= SET EXERCISE =
Pick out every line of the data below that contains the word "detect", and copy each one. Count a line only if the letters match in case.

= SUPPLIED RECORDS =
• • •

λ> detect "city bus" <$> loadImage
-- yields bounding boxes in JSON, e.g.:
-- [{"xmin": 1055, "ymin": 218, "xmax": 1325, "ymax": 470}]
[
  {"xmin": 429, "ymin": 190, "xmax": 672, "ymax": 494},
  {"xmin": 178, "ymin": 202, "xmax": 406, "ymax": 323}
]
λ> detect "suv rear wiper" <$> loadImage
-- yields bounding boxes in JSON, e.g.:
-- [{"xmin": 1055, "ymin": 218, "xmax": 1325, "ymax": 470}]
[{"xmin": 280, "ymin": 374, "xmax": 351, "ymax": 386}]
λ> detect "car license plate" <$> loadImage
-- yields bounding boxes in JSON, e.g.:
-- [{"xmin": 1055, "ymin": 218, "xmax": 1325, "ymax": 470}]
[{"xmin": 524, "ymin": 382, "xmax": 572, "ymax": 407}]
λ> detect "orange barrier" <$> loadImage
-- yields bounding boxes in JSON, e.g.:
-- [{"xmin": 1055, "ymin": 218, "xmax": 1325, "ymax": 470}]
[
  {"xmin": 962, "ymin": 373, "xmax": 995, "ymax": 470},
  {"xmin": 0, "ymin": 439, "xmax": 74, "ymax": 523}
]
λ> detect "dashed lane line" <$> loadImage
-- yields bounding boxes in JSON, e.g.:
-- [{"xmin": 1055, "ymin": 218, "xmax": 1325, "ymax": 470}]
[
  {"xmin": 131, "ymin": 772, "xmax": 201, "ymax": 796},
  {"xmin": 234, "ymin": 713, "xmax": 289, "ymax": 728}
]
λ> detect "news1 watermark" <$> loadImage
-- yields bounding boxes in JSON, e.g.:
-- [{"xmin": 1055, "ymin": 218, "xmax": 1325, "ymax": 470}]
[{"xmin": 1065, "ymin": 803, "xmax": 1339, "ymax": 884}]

• • •

= REPLY TO THE TASK =
λ> detect "city bus" <$> loadImage
λ> detect "suv rear wiper" <$> loadImage
λ> detect "car license plate" <$> loadImage
λ> detect "orange barrier" <$> loadImage
λ> detect "dashed lane line" <$> loadImage
λ> detect "news1 watermark" <$> loadImage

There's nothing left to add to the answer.